Requirements: Skip the pictures and extract all of the lines exactly as written.
◆ ◆ ◆ ◆
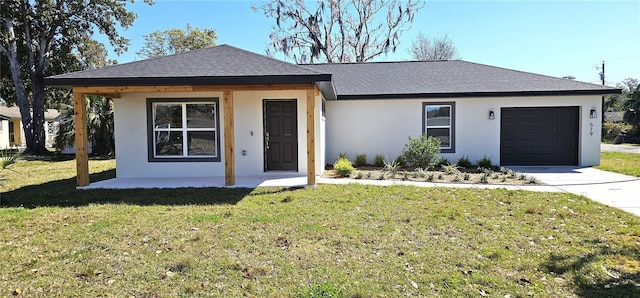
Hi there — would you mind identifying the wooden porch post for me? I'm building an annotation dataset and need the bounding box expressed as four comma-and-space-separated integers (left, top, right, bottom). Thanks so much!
222, 90, 236, 186
307, 90, 316, 185
73, 90, 89, 186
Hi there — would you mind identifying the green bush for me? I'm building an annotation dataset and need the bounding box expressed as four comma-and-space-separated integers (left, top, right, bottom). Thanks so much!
478, 155, 493, 169
602, 121, 633, 143
457, 156, 473, 169
373, 154, 384, 168
355, 153, 367, 167
333, 157, 354, 177
400, 134, 440, 169
336, 152, 349, 161
436, 157, 451, 167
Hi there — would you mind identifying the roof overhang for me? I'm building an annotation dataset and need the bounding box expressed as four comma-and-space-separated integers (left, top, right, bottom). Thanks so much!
45, 74, 331, 88
336, 89, 622, 100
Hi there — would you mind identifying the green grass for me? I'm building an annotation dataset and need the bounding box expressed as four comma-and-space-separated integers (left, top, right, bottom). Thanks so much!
0, 160, 640, 297
596, 152, 640, 177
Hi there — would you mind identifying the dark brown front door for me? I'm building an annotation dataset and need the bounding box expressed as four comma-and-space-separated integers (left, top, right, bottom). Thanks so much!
263, 99, 298, 171
500, 107, 578, 165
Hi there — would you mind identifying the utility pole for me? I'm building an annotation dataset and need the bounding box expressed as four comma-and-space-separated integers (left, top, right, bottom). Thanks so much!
600, 60, 604, 124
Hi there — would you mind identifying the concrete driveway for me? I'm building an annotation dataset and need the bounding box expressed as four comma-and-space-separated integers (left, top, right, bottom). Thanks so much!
510, 167, 640, 216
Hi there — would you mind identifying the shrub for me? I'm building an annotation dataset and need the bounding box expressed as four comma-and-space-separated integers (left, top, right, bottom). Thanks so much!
602, 121, 633, 143
442, 164, 460, 175
457, 156, 473, 169
436, 157, 451, 167
400, 134, 440, 169
478, 155, 493, 169
336, 152, 349, 161
384, 160, 398, 178
355, 153, 367, 167
373, 154, 384, 168
333, 158, 354, 177
480, 173, 489, 184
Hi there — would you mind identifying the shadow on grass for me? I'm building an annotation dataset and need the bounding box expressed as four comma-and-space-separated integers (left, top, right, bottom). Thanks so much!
543, 241, 640, 298
2, 170, 295, 208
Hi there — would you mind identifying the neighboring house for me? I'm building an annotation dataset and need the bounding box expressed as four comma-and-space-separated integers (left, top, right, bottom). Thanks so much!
0, 106, 60, 149
46, 45, 620, 185
604, 111, 625, 122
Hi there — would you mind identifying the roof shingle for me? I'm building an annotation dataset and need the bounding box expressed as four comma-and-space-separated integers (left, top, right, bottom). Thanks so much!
46, 45, 620, 99
307, 60, 617, 99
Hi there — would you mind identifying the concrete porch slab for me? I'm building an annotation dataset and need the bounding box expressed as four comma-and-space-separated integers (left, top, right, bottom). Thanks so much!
78, 173, 307, 189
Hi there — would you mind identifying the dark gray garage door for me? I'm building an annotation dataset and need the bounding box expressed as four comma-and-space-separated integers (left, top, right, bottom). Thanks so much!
500, 107, 578, 165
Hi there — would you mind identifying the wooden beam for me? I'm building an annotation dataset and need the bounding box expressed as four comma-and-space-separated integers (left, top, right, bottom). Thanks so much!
307, 88, 316, 185
73, 85, 193, 94
73, 84, 318, 96
193, 84, 316, 91
73, 89, 89, 186
222, 90, 236, 186
91, 93, 122, 98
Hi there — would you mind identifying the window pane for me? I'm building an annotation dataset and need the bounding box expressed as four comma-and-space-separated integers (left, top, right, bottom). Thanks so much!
155, 131, 183, 156
187, 104, 216, 128
154, 103, 182, 128
427, 128, 451, 148
427, 106, 451, 126
187, 131, 216, 156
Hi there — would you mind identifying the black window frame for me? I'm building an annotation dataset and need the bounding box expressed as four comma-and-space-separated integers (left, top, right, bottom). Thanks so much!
147, 97, 222, 162
422, 101, 456, 153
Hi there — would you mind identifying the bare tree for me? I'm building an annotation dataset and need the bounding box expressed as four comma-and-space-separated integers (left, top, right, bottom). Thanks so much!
136, 24, 218, 59
254, 0, 423, 63
409, 33, 460, 61
0, 0, 153, 154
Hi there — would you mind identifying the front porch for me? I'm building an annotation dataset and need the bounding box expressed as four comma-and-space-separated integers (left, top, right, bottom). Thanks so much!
77, 173, 319, 190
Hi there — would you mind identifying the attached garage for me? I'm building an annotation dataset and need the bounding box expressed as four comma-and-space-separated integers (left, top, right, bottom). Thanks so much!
500, 107, 580, 165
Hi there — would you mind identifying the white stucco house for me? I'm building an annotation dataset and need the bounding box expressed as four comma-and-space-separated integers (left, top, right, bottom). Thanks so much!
0, 105, 60, 149
46, 45, 620, 185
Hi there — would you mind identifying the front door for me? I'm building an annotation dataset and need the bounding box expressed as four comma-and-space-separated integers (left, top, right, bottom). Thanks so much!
263, 99, 298, 171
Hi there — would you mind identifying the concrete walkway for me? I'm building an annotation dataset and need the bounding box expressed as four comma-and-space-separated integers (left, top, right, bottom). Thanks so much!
600, 144, 640, 154
510, 167, 640, 216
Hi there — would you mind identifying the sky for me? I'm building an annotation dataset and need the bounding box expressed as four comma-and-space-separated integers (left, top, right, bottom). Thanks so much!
97, 0, 640, 86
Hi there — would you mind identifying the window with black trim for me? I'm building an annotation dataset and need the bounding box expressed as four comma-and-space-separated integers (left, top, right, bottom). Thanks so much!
147, 98, 220, 161
422, 102, 456, 153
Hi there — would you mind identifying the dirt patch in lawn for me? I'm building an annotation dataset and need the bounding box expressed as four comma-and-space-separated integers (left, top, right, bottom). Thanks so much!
322, 166, 543, 185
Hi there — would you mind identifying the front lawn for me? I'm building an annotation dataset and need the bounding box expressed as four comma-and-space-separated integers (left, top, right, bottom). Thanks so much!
596, 152, 640, 177
0, 157, 640, 297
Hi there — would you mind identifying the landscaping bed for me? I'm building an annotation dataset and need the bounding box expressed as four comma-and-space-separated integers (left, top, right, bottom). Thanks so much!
322, 165, 541, 185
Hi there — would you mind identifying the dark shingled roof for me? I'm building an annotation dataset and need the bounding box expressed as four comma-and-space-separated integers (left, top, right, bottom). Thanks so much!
45, 45, 621, 99
306, 60, 620, 99
46, 45, 331, 86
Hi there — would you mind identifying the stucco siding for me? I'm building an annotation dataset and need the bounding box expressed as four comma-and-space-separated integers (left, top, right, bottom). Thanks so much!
326, 96, 601, 166
114, 91, 323, 177
0, 120, 11, 149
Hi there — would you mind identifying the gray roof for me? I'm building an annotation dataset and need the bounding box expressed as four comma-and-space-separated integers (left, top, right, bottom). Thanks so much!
47, 45, 330, 86
45, 45, 620, 99
306, 60, 620, 99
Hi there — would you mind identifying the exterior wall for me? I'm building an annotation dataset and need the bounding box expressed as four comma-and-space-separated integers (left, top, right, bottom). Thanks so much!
114, 91, 323, 177
326, 96, 601, 166
12, 119, 22, 147
0, 120, 11, 149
◆ ◆ ◆ ◆
Expected answer:
Hi there — would you mind identifying the wooden porch post for me? I'm building an annotation dataset and need the bounding box expressed as four comma-and-space-separated integers (left, top, right, bottom). Thanks so much!
222, 90, 236, 186
307, 90, 316, 185
73, 90, 89, 186
Hi there — would you mind identifying the green bush for me? I'm building an annotation dataset and need the bounding box expressed as four comma-and-space-separated integers (left, top, right, bottom). Thanks so much!
478, 155, 493, 169
602, 121, 633, 143
457, 156, 473, 169
373, 154, 384, 168
355, 153, 367, 167
333, 157, 354, 177
400, 134, 440, 169
336, 152, 349, 161
436, 157, 451, 167
Hi there — would you mind identifying the roof overhang for me? I'm building an annotation dataset and need the bounding box expressed as four comma-and-space-separated integers (left, top, right, bottom). Thanks so much!
45, 74, 331, 88
336, 89, 622, 100
Hi there — would you mind identifying the green grass for me? I'm building an annotation dataset and need the bounding box expressed as four comma-and-space-separated integers (left, top, right, bottom). Thanks so much!
0, 160, 640, 297
596, 152, 640, 177
Hi there — would you mind identifying the dark brown front door for me? I'm building an annotation dataset and need the bounding box expressed as four comma-and-space-separated integers (left, top, right, bottom). Thanks so much!
263, 99, 298, 171
500, 107, 578, 165
Hi there — would you mind identifying the utility pole for me? I'm building an annotation dataset and need the bounding box expressed as four comma-and-space-separated integers (left, top, right, bottom). Thanks so much!
600, 60, 604, 124
Hi there — would you mind identifying the concrete driveway for me? I'm building an annotation dataset and need the bounding box expressed as four comma-and-space-separated integers (left, top, right, bottom). Thanks so much!
510, 167, 640, 216
Hi there — would you mind identifying the shrub for me? I'm building an annotation dataset and need the bounding box expressed as four comma-and-space-separated integers (left, top, right, bottom). Thanks so much!
602, 121, 633, 143
442, 164, 460, 175
457, 156, 473, 169
436, 157, 451, 167
400, 134, 440, 169
478, 155, 493, 169
336, 152, 349, 161
384, 160, 398, 178
355, 153, 367, 167
373, 154, 384, 168
333, 158, 354, 177
480, 173, 489, 184
Hi there — would you mind identifying the shadow on grass for me? I'm building an annotation dataset and need the bounding box expressed as four comma-and-space-separated integers (left, top, right, bottom). Thanks so much!
543, 241, 640, 298
2, 170, 295, 208
Hi there — would you mind identifying the neighboring house for me? I'm building an annotation dataset and need the bounding box expressed as four comma-and-space-separated integers (left, top, right, bottom). Thanks so much!
0, 106, 60, 149
46, 45, 620, 185
604, 111, 625, 122
Hi there — would you mind identifying the roof shingle for me? I'm building an annotation dataset and need the bounding box expressed as four comma-and-space-separated integers (left, top, right, bottom). Thanks so much!
46, 45, 620, 99
307, 60, 617, 99
Hi there — would you mind identifying the concrete porch slab for me? I'm building an annotation dataset and need the bounding box expressed as four comma-and-space-separated integers (left, top, right, bottom). Thanks so much!
78, 173, 307, 189
Hi there — would you mind identifying the dark gray garage door for me? I'm building an annotation dataset and need the bounding box expressed as four comma-and-space-separated integers (left, top, right, bottom). Thanks so much!
500, 107, 578, 165
Hi there — would you mind identifying the wooden beam for me? I'm building an annotation dataset and need the bounding box expressed as four comma-and-space-separated integers (left, top, right, bottom). Thanks so much!
307, 88, 316, 185
73, 85, 193, 94
73, 84, 318, 96
193, 84, 316, 91
73, 89, 89, 186
222, 90, 236, 186
91, 93, 122, 98
Hi there — would you mind identifying the window pane for me? I'm building an annotation dataset and need the bounding box expressed as four comma-and-space-separated integers (left, top, right, bottom). Thanks so much!
155, 131, 183, 156
187, 104, 216, 128
154, 103, 182, 128
427, 128, 451, 148
427, 106, 451, 126
187, 131, 216, 156
Hi there — would you mind identifying the black window frame for me? I'm building an annotation dataset and need the bounding box expressed as four comma-and-space-separated integers (left, top, right, bottom). Thanks so much!
147, 97, 222, 162
422, 101, 456, 153
Hi there — would you mind identifying the bare tree for me? I'm building an annotation dataset and need the bounding box expressed as four comma-and-space-separated integers (left, top, right, bottom). Thanks so much!
136, 24, 218, 59
254, 0, 423, 63
409, 33, 460, 61
0, 0, 153, 154
Hi there — would you mind identifying the front porch for me? I'm building an annotation dataset and need the bounding box expressed as four comma-and-space-separated integers (left, top, right, bottom). Thanks so much!
77, 173, 319, 190
Hi there — would you mind identifying the attached garage for me? I'm building an annotation dataset and need the bounding box expressed as four comma-and-space-separated integers (left, top, right, bottom). Thanks so much!
500, 107, 580, 165
Hi there — would you mind identifying the white stucco house for me? I'm building an annotation dataset and need the bounding box expressed as four comma-and-space-separated integers (left, top, right, bottom). Thanks so much!
0, 105, 60, 149
46, 45, 620, 185
Hi there — would you mind identifying the front door for me? I'm building an annotation dataset and need the bounding box expressed as four comma-and-space-separated integers (left, top, right, bottom). Thanks so much!
263, 99, 298, 171
Hi there — would you mind identifying the concrete walkway for me? I'm building an annotation dataset and need the bounding box expressed as four comma-and-space-separated integers (left, top, right, bottom). Thanks so much!
600, 144, 640, 154
510, 167, 640, 216
Hi there — would you mind identifying the sky for me? I'm building an annotation dataset and need the bounding box expressed as four comma-and-space-separated integers (left, top, right, bottom). Thanks so much!
97, 0, 640, 86
Hi there — would you mind identifying the window with black trim for me? I'm building an annotation dataset and need the bounding box expressed as four comma-and-space-separated integers (left, top, right, bottom). Thanks so much!
147, 98, 220, 161
422, 102, 456, 153
Hi there — would you mind identifying the dirt patch in lawn for me? I'm building an annotation dataset and need the bounding box expressed as four comma-and-space-separated integers (left, top, right, bottom). Thanks so much!
322, 166, 543, 185
Hi there — would you mind identifying the front lawn for me? I'm building an annotation dataset and need the bounding box expressed as four comma-and-space-separated integers (left, top, right, bottom). Thanks so much!
596, 152, 640, 177
0, 157, 640, 297
Hi there — would you mind identifying the landscaping bed for me? I'm building an annotation dataset and need the bounding box expressed as four comma-and-space-separated integers (left, top, right, bottom). Thanks so much!
322, 165, 541, 185
Hi there — would you mind identifying the dark shingled roof for me? I'm building an annotation dataset and need the bounding box expressed as four comma-and-space-separated integers (left, top, right, bottom). Thanks so much!
45, 45, 621, 99
306, 60, 620, 99
46, 45, 331, 86
Hi there — would you mind identifying the stucco siding for me? I'm building an annotation dataset and need the bounding box expressed as four comma-and-space-separated integers (left, top, right, bottom). Thanks so much!
326, 96, 601, 166
114, 91, 323, 177
0, 120, 11, 149
Hi there — would you mind identifying the gray roof for me? I'm building an annotation dataset and need the bounding box expressed as four comma-and-space-separated integers (left, top, right, bottom). Thanks so much!
47, 45, 330, 86
45, 45, 620, 99
306, 60, 620, 99
Hi there — would you mind identifying the exterior wall for me? I'm building an annotation dataset and need the bounding box expressed as four comma-and-space-separated integers (left, top, right, bottom). Thanks so much!
114, 91, 323, 177
326, 96, 601, 166
12, 119, 22, 147
0, 120, 11, 149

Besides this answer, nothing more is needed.